▶ [TASK PROMPT]:
Return exactly the line that contains "of the sky." and all lines beneath it in the entries, through the very last one.

▶ [INPUT MATERIAL]:

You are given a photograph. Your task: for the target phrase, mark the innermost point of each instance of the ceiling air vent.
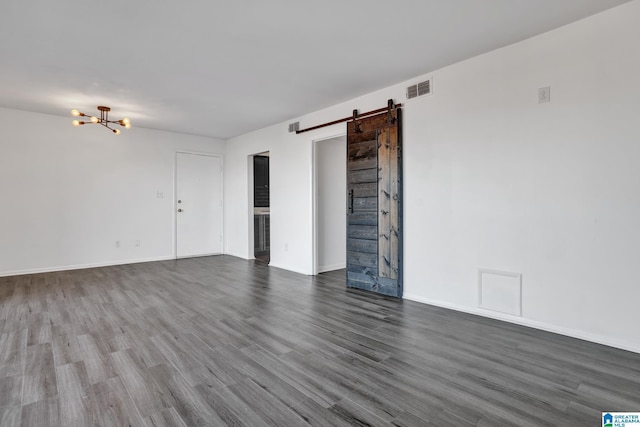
(419, 89)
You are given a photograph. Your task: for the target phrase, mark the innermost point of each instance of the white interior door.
(331, 203)
(198, 205)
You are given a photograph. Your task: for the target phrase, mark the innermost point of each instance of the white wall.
(69, 193)
(331, 204)
(495, 180)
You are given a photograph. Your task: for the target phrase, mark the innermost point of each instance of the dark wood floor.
(224, 341)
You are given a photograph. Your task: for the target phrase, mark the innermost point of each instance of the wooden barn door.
(374, 204)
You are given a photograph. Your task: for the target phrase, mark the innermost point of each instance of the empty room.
(361, 213)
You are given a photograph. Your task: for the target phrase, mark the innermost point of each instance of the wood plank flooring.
(220, 341)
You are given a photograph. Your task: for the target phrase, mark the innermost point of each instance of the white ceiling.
(221, 69)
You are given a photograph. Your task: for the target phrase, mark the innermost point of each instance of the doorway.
(261, 209)
(198, 205)
(330, 204)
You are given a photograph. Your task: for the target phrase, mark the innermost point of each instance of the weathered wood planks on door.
(374, 236)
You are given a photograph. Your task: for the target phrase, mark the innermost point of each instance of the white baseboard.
(82, 266)
(624, 345)
(333, 267)
(286, 267)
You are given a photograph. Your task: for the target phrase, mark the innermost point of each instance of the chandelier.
(102, 120)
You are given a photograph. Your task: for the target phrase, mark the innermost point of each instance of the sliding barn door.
(374, 204)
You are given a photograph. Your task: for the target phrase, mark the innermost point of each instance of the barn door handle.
(350, 201)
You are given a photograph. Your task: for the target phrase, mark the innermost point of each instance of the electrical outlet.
(544, 95)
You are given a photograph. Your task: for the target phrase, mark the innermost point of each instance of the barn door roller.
(390, 106)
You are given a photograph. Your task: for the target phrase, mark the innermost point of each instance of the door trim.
(174, 200)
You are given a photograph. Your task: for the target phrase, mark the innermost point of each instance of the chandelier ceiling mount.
(102, 120)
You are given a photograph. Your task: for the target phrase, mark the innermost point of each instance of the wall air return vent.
(419, 89)
(293, 127)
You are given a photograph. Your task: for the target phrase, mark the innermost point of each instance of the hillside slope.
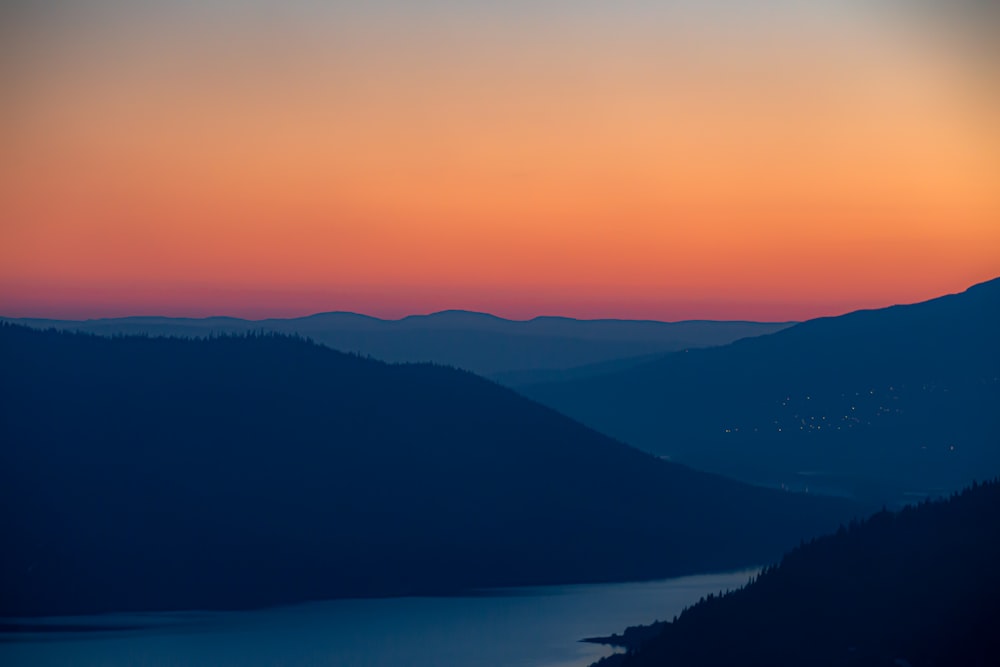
(919, 588)
(477, 342)
(874, 402)
(156, 473)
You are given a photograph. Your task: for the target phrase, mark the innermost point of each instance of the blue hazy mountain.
(509, 350)
(874, 402)
(918, 588)
(228, 472)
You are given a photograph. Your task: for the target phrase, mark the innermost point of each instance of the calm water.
(527, 627)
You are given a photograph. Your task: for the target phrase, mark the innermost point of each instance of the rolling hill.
(874, 403)
(506, 350)
(228, 472)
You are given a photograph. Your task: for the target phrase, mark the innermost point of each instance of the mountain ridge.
(231, 472)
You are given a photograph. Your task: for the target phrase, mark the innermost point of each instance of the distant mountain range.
(228, 472)
(874, 403)
(506, 350)
(914, 589)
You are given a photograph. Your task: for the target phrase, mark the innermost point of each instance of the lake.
(524, 627)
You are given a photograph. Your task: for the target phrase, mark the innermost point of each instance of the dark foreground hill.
(874, 402)
(507, 350)
(145, 473)
(919, 588)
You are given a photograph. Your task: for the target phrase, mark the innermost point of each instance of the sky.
(773, 160)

▶ [TASK SOLUTION]:
You are given a photograph. Your task: for the target phrase, mark the innermost point of each instance of the sky.
(773, 160)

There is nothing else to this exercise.